> REQUIREMENTS: Pull out each line of the listing that contains the string "surface" and copy those lines.

[BEGIN MATERIAL SUPPLIED]

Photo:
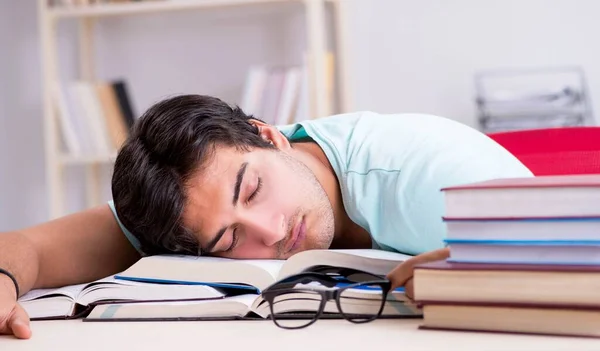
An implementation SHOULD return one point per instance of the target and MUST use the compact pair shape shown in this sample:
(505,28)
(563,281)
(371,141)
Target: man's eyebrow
(236,196)
(213,242)
(238,183)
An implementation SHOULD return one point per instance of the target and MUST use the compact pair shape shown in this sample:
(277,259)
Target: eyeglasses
(359,296)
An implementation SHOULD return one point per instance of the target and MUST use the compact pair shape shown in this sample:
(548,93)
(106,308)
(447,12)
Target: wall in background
(406,56)
(420,56)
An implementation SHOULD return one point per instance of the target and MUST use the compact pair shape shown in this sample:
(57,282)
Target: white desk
(381,335)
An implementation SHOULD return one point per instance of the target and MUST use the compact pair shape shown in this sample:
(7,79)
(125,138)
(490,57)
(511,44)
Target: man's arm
(74,249)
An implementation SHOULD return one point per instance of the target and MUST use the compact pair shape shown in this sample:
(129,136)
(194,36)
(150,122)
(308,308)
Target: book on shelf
(77,300)
(533,197)
(273,93)
(77,3)
(280,95)
(94,117)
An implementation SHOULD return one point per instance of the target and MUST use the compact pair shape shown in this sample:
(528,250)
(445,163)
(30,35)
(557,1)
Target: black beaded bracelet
(7,273)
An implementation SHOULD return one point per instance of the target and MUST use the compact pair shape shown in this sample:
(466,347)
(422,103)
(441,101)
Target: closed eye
(234,240)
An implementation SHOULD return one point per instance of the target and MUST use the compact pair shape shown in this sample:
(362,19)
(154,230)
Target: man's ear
(271,134)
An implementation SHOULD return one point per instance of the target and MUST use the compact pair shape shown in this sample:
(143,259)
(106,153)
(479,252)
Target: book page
(70,291)
(377,254)
(271,266)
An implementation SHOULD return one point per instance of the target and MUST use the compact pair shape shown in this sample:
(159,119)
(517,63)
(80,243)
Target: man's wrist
(8,286)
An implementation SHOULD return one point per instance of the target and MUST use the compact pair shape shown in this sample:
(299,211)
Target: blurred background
(75,73)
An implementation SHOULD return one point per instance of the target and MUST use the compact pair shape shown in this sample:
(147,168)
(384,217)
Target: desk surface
(394,334)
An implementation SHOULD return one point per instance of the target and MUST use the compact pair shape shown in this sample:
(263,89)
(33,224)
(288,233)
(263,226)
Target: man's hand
(402,275)
(13,318)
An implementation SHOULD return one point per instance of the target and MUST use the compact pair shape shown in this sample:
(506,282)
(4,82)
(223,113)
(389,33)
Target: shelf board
(86,159)
(146,7)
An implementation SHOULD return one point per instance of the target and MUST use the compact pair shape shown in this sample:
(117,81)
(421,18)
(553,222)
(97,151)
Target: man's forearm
(18,256)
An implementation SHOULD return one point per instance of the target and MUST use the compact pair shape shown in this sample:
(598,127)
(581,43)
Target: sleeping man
(200,177)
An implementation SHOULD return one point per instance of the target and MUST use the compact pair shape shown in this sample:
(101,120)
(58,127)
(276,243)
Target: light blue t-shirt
(391,169)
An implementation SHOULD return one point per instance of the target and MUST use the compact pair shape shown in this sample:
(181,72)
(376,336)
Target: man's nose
(269,229)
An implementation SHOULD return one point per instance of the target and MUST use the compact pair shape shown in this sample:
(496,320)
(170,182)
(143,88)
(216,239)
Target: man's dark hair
(167,146)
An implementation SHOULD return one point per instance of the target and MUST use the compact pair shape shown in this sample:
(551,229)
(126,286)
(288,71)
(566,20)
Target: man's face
(258,204)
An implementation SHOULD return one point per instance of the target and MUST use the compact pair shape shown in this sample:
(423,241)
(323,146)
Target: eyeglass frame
(287,285)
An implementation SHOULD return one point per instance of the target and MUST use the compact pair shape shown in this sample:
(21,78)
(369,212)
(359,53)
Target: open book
(76,300)
(252,306)
(254,275)
(251,276)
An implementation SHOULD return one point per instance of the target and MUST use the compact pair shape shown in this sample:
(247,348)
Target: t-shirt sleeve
(132,239)
(397,166)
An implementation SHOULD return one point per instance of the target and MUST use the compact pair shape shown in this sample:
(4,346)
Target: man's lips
(298,234)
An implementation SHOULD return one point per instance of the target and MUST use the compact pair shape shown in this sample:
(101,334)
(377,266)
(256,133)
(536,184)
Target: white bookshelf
(87,15)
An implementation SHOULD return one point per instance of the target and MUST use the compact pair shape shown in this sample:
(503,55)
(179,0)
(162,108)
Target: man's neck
(348,235)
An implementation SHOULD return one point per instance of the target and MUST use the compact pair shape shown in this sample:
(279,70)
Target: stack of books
(524,258)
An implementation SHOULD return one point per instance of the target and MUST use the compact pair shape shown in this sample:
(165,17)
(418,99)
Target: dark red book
(551,285)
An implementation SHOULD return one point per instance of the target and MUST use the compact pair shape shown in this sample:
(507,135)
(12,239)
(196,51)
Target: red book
(534,197)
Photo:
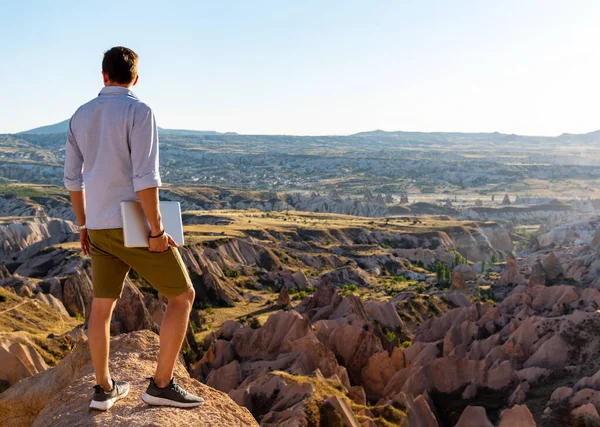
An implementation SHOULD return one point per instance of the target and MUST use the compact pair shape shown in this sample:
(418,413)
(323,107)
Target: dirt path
(14,307)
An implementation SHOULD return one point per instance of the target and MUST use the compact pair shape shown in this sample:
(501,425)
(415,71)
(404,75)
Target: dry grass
(30,322)
(244,222)
(326,388)
(258,309)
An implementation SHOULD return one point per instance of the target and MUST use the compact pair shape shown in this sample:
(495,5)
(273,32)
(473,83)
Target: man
(112,149)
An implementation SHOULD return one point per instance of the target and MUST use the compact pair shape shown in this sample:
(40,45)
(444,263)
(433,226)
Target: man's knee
(103,306)
(186,298)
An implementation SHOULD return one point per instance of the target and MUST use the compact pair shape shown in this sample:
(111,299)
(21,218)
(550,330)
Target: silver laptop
(136,227)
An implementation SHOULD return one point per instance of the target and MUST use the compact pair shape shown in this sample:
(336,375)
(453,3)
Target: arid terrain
(415,280)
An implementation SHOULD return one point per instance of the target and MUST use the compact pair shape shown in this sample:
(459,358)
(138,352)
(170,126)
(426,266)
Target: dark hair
(120,63)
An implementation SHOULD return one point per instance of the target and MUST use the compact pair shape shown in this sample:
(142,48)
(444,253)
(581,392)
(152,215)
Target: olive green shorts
(111,262)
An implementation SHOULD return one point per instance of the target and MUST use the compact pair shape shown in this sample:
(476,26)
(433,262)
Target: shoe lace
(179,389)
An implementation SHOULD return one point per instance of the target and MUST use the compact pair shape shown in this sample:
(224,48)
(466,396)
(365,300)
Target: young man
(112,148)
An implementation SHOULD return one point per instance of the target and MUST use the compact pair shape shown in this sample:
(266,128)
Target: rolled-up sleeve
(73,174)
(143,142)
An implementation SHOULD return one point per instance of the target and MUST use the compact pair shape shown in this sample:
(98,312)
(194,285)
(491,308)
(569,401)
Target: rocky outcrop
(511,274)
(60,395)
(284,298)
(18,361)
(517,416)
(552,267)
(474,416)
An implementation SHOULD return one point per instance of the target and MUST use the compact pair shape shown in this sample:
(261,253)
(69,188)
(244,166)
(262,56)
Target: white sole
(107,404)
(159,401)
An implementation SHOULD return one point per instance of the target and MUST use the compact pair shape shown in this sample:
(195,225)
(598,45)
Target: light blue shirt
(112,152)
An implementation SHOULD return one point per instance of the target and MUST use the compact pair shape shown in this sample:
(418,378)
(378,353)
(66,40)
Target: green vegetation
(494,258)
(459,260)
(231,273)
(300,295)
(443,274)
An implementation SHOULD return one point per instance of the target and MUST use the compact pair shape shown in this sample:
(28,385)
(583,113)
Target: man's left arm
(73,180)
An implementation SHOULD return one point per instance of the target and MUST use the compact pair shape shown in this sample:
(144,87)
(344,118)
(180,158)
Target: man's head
(119,67)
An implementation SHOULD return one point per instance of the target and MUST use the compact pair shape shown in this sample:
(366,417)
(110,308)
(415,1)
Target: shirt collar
(117,90)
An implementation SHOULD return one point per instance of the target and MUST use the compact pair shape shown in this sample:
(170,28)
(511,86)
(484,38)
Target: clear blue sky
(313,67)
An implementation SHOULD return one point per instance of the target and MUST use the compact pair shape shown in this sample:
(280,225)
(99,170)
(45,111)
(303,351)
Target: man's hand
(161,244)
(85,243)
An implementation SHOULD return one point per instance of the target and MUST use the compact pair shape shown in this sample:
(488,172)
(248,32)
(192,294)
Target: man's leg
(172,333)
(99,339)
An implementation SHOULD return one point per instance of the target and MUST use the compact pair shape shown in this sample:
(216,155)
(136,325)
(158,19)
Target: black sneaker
(103,400)
(171,395)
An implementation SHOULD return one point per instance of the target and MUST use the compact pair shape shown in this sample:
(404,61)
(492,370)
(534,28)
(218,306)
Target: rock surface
(60,395)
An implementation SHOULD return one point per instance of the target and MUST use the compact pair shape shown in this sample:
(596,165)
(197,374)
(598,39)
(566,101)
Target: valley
(377,279)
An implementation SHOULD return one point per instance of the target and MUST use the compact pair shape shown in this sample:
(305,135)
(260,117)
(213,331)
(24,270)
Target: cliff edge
(60,395)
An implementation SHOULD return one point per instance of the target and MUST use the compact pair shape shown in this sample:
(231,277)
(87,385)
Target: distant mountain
(194,132)
(63,126)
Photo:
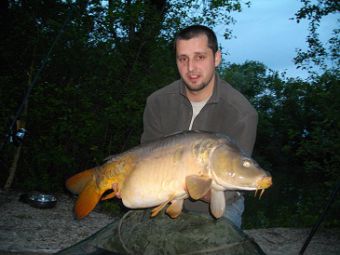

[END MATERIAL SUPPLIED]

> TASK RESPONSE:
Target: desk surface
Target: rock surface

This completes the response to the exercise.